§ Work to complete: Show every line of the data below that contains the string "wall". Case counts.

[start]

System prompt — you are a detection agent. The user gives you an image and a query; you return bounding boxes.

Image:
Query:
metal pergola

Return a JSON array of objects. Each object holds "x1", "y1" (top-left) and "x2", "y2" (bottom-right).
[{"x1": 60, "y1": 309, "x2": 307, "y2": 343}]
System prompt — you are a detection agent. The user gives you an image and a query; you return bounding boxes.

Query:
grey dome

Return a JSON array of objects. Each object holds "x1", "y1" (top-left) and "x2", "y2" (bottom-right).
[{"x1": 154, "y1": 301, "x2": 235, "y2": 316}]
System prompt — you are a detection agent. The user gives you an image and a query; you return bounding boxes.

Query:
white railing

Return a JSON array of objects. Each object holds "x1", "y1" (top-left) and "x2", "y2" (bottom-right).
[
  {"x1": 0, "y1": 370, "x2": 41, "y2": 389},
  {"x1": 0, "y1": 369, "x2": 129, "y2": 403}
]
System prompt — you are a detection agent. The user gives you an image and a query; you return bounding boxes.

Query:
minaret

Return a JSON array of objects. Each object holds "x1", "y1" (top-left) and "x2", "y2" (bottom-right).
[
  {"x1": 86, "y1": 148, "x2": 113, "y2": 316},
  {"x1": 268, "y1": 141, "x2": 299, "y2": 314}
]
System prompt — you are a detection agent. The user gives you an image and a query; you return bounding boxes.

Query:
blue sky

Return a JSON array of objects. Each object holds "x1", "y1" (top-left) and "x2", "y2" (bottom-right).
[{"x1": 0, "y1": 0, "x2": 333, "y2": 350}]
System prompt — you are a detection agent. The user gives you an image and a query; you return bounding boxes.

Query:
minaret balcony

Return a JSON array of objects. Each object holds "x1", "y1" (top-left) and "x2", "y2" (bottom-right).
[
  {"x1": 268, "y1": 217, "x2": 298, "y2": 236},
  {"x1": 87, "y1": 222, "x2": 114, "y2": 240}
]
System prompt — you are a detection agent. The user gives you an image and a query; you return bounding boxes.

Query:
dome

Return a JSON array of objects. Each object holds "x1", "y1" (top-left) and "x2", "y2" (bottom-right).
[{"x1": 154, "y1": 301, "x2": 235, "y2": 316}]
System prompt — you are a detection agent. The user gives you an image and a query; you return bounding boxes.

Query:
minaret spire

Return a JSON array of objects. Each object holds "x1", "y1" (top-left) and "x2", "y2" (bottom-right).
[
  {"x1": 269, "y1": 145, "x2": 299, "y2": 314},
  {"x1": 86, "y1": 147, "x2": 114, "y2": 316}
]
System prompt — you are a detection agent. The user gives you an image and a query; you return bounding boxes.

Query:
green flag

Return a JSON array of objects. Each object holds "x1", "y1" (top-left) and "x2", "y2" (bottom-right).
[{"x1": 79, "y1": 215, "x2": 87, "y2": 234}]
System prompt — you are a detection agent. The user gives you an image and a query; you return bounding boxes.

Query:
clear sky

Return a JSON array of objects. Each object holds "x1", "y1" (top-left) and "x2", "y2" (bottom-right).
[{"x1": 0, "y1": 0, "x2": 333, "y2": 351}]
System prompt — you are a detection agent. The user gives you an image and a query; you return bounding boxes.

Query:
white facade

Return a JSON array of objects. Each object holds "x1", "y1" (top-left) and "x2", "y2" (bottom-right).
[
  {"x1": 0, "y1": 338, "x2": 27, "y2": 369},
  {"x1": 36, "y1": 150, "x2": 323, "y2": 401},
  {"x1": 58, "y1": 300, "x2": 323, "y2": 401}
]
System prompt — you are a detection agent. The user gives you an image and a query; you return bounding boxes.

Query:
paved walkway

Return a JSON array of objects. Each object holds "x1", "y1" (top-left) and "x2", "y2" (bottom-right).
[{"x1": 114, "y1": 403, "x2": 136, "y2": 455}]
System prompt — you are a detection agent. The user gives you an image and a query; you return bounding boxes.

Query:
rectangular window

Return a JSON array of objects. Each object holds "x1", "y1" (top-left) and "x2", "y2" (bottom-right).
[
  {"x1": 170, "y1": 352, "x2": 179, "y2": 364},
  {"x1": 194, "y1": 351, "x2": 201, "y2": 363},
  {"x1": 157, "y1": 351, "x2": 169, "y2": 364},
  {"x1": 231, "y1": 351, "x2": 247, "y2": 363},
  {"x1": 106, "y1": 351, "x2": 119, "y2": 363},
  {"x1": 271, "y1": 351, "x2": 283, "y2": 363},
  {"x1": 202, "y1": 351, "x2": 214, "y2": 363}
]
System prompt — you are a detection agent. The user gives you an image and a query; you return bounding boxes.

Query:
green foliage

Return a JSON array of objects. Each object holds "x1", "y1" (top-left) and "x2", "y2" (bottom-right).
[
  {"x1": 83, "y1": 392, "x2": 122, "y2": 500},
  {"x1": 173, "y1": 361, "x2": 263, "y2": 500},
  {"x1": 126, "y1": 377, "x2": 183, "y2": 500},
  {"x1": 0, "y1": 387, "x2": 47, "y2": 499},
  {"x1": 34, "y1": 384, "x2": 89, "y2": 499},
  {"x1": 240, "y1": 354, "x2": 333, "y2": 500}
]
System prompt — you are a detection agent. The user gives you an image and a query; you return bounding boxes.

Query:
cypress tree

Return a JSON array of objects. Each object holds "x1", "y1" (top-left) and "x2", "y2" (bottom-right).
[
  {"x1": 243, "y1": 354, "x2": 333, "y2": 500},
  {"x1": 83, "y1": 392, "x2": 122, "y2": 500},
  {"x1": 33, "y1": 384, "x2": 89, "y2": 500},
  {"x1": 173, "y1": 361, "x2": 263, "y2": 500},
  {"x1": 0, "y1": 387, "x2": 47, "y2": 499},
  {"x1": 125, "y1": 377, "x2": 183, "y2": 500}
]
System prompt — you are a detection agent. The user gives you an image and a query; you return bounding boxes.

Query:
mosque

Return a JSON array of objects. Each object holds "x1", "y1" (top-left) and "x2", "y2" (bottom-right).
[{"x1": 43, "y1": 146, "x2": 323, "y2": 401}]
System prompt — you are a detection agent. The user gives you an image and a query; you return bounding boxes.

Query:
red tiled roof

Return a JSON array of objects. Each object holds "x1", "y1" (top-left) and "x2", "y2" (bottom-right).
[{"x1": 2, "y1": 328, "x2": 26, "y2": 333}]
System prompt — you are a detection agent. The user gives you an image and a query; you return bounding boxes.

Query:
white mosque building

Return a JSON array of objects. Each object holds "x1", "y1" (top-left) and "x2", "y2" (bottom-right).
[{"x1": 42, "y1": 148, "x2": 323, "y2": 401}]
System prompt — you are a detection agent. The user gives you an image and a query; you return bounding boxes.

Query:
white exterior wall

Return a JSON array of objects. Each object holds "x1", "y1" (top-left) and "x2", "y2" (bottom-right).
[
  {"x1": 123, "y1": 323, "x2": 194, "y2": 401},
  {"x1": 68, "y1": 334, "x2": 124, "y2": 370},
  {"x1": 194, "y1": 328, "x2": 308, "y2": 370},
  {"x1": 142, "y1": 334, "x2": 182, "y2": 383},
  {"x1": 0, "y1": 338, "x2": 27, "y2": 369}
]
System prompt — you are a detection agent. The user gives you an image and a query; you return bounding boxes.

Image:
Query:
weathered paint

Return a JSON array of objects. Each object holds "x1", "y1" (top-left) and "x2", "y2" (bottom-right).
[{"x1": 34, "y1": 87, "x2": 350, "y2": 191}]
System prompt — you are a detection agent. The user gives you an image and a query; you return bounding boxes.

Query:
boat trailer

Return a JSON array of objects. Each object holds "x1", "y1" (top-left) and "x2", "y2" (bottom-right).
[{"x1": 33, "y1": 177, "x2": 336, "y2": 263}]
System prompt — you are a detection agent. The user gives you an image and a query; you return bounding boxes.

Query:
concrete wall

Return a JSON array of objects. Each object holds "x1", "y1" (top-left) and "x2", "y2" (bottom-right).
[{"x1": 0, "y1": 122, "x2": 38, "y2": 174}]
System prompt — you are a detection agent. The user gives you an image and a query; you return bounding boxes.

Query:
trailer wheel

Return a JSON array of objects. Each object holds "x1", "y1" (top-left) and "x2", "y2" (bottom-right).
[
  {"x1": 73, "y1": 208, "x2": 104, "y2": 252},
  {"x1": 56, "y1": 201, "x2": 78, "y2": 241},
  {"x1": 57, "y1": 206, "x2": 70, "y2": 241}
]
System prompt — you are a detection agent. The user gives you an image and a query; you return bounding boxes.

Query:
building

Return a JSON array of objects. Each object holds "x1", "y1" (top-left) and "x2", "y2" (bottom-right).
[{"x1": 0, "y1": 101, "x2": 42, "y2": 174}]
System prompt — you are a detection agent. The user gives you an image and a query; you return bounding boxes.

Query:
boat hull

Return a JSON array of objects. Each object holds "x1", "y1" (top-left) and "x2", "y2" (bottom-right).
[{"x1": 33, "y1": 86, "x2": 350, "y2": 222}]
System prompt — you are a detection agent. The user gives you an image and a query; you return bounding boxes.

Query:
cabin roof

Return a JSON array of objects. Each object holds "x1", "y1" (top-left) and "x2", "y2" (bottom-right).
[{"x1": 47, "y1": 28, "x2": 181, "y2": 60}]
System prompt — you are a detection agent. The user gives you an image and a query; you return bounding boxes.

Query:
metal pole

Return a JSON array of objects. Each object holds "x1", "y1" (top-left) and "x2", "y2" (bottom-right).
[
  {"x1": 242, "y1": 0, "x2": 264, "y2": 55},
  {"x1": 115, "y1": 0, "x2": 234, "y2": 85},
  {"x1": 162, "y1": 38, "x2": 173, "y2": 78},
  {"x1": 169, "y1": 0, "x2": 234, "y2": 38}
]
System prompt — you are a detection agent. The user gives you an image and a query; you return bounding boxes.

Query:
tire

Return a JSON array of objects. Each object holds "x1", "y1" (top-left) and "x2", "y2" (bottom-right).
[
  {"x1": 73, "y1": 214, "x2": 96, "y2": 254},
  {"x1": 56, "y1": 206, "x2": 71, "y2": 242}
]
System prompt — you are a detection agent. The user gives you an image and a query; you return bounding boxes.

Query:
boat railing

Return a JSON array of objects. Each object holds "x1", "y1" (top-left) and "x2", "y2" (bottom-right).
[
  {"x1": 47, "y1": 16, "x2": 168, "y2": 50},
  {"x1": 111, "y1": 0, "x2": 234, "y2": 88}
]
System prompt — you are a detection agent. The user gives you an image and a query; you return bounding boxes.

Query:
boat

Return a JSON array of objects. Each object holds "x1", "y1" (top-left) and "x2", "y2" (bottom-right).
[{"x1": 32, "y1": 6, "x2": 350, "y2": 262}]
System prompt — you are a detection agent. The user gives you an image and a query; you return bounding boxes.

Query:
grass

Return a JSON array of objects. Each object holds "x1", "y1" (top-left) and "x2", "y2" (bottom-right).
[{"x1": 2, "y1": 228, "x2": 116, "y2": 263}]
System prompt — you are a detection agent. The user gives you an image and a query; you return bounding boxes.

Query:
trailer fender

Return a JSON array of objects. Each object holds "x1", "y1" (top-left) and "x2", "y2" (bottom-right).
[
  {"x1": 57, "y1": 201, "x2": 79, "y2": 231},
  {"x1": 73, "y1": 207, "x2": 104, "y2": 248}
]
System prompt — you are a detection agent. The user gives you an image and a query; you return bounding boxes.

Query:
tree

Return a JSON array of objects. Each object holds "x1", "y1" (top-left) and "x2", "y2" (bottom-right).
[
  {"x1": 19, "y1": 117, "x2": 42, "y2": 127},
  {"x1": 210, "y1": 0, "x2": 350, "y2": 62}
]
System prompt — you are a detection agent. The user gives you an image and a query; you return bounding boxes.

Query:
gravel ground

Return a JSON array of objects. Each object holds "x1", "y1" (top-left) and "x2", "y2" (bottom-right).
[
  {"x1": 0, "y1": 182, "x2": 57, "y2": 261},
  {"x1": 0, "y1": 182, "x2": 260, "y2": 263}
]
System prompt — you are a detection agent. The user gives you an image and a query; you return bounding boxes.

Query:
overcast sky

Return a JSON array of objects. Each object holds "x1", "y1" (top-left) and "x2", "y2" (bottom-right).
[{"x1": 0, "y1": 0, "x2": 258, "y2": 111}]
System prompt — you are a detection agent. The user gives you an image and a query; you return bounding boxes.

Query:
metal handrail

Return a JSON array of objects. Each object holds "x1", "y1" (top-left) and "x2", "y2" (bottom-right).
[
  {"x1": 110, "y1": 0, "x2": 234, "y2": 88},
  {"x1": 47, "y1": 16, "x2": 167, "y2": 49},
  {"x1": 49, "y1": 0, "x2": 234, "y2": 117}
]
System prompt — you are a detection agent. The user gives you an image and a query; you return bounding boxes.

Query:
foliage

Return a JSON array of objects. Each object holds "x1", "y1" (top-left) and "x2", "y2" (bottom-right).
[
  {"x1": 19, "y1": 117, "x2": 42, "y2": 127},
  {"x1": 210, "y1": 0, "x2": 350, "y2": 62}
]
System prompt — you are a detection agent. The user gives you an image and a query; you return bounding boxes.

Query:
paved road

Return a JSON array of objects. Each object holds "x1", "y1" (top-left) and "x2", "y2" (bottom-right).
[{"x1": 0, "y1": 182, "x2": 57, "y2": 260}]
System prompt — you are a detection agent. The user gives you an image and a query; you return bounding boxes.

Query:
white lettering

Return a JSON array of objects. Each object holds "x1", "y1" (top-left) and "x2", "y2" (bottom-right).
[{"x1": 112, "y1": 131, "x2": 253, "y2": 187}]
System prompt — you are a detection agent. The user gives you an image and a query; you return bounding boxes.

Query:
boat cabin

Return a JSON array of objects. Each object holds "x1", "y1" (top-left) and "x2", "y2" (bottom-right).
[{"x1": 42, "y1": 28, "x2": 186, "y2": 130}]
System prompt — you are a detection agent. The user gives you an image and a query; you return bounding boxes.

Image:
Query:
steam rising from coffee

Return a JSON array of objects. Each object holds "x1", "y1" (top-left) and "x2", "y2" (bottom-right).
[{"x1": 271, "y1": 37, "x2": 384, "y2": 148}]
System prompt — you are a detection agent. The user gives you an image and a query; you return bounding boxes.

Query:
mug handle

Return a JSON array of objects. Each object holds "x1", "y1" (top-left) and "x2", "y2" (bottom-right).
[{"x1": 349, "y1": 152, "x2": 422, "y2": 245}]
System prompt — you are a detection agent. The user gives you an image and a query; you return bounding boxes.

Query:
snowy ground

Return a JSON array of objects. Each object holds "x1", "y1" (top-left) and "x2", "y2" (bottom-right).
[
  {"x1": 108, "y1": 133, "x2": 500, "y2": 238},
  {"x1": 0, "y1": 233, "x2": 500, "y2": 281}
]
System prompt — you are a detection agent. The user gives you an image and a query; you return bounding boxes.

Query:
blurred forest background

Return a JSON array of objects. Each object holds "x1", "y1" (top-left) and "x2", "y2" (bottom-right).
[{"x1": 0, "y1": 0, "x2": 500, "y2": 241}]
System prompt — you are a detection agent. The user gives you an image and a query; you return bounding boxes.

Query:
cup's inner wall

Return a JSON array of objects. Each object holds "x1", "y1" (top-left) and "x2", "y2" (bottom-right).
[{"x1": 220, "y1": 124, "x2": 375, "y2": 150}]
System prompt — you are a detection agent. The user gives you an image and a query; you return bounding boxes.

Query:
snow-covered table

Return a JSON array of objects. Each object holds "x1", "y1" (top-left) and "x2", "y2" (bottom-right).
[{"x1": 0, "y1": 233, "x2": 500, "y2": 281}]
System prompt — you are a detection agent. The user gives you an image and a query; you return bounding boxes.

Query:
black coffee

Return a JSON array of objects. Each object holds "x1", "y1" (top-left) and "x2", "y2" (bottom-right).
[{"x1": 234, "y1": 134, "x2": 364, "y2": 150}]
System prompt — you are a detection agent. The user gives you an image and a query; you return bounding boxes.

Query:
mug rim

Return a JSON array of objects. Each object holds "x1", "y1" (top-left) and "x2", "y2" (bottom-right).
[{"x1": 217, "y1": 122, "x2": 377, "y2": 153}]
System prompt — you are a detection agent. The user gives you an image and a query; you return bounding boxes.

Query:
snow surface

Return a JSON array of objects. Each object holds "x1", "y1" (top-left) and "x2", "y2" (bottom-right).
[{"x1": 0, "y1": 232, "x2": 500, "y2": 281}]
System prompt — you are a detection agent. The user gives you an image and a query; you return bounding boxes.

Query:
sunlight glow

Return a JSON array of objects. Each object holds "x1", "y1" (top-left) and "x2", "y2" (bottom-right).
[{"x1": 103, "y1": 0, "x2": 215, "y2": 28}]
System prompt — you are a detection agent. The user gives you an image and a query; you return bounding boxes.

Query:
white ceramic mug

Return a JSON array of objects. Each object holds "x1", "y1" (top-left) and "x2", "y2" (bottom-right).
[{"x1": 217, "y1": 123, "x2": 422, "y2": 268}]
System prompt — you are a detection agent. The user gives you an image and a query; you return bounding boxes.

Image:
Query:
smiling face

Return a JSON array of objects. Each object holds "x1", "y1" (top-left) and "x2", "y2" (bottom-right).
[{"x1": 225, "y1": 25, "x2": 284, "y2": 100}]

[end]

§ Written response:
white exterior wall
concrete wall
cup's inner wall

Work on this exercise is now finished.